Items from a data source
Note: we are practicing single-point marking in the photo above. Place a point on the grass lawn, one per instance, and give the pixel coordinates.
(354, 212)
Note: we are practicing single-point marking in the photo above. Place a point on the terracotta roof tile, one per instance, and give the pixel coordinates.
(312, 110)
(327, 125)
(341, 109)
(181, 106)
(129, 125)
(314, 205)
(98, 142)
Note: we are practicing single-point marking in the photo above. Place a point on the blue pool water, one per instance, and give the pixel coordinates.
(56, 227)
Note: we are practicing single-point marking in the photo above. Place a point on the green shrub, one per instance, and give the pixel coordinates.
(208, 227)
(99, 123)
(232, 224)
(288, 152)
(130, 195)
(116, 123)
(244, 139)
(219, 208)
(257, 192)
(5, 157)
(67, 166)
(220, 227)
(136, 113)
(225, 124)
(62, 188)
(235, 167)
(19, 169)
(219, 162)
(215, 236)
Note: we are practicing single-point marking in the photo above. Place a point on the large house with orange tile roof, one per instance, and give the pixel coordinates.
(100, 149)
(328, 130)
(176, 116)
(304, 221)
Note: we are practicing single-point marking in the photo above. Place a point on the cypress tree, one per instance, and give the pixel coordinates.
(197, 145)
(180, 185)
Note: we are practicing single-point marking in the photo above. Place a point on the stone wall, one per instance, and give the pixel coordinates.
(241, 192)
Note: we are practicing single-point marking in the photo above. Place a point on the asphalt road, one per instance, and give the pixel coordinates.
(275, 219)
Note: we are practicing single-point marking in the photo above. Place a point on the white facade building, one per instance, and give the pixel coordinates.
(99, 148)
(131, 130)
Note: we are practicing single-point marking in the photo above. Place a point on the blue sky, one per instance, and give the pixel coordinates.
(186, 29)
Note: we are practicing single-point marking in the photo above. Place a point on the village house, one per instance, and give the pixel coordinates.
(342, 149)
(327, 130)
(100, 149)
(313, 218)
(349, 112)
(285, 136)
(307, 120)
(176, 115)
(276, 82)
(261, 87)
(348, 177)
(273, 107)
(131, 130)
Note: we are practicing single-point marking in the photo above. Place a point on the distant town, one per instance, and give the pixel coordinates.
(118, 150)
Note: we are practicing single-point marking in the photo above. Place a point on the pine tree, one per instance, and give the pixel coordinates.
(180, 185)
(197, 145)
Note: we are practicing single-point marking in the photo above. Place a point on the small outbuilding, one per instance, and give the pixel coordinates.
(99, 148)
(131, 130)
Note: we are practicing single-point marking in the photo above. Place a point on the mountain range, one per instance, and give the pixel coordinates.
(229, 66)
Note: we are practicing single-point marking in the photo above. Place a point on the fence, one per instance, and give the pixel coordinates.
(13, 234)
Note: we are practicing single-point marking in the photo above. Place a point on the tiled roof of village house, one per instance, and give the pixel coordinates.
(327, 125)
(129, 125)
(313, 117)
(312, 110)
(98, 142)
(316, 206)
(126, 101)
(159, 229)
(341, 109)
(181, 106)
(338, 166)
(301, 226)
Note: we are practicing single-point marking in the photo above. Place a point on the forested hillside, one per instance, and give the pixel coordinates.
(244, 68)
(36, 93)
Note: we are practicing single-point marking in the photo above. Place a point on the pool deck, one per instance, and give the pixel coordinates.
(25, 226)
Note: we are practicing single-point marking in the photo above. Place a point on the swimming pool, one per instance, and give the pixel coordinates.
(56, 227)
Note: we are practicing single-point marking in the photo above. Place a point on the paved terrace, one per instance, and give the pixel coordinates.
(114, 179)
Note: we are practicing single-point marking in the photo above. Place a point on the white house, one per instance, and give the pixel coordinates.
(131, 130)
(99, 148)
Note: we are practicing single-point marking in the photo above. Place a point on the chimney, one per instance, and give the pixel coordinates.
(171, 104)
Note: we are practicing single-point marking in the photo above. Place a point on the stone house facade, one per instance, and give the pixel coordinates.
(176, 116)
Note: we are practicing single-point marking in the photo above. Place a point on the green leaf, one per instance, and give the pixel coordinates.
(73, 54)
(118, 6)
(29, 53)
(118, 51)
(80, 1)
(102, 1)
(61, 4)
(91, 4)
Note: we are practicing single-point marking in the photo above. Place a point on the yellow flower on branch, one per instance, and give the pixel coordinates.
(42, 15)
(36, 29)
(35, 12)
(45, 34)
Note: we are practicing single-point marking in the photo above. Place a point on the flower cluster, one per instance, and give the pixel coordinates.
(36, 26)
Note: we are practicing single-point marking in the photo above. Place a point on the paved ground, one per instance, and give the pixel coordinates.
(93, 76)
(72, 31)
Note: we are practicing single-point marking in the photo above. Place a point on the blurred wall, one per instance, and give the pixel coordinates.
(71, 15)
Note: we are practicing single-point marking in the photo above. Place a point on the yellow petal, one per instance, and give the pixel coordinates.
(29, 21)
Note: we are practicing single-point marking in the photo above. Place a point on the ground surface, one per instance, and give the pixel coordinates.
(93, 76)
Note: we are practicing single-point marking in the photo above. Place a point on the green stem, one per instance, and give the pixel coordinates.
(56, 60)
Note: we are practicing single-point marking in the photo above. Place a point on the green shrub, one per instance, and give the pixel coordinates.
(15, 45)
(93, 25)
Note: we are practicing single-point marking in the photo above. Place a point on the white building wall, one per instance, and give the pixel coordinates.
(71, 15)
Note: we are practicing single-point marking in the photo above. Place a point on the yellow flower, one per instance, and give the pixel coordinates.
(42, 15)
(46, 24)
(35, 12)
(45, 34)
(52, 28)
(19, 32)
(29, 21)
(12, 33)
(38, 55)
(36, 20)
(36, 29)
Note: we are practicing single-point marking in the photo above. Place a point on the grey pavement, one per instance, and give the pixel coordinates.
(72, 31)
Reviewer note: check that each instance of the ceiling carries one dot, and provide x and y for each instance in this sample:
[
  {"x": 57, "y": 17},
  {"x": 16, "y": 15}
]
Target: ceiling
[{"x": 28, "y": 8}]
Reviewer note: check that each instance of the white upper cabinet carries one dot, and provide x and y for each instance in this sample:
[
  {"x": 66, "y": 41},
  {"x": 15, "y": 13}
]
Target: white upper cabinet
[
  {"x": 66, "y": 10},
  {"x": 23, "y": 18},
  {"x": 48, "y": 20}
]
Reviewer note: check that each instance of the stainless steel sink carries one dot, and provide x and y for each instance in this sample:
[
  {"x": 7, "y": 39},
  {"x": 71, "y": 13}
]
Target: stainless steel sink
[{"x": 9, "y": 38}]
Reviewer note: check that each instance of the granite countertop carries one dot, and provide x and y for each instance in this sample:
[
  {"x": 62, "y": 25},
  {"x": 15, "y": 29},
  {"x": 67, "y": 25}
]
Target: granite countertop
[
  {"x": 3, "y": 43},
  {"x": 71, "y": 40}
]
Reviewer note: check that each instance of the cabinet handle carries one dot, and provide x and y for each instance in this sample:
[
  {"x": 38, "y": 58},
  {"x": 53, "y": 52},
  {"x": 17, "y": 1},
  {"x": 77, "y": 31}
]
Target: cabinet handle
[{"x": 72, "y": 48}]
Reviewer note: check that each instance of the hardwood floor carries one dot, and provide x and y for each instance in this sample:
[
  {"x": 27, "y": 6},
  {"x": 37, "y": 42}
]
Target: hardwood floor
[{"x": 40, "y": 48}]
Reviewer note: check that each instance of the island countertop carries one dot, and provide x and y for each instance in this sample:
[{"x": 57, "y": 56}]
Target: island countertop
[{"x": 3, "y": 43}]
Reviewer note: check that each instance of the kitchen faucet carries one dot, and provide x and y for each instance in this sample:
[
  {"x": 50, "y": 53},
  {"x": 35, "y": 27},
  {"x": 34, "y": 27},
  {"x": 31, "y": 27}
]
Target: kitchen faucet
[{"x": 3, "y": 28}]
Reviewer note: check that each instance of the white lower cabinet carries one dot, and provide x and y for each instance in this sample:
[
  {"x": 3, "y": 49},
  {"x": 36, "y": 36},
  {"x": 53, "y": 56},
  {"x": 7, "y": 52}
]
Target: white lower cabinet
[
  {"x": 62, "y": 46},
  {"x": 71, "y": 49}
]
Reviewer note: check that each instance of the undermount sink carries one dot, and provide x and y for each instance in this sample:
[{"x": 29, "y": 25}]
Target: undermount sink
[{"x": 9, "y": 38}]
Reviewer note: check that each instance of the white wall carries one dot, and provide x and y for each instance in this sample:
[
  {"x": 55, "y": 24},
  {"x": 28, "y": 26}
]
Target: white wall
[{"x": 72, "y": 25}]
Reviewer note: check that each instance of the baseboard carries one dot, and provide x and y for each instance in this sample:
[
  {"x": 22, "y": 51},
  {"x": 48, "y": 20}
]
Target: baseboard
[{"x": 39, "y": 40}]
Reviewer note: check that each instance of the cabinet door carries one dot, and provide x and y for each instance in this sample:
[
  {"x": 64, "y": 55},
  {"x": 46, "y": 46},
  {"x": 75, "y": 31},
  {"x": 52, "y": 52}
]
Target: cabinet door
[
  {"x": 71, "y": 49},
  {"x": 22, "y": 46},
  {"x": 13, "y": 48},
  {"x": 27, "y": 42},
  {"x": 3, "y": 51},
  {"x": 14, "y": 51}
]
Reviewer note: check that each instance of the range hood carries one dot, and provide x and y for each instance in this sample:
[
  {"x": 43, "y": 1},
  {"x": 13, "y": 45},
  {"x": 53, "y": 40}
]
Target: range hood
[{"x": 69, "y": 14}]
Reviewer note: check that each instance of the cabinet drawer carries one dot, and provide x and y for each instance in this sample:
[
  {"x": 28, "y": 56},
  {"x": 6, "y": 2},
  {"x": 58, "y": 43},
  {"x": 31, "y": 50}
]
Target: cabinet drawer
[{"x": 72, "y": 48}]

## What to work on
Put the lines from the one containing "Reviewer note: check that each instance of the cabinet drawer" through the end of the items, inclusive, into a numbered list, leaving out any blank lines.

## Expected answer
1. Reviewer note: check that each instance of the cabinet drawer carries one dot, and provide x and y for each instance in this sample:
2. [
3.   {"x": 28, "y": 56},
4.   {"x": 6, "y": 2},
5.   {"x": 58, "y": 43},
6.   {"x": 31, "y": 50}
7. ]
8. Target: cabinet drawer
9. [{"x": 72, "y": 48}]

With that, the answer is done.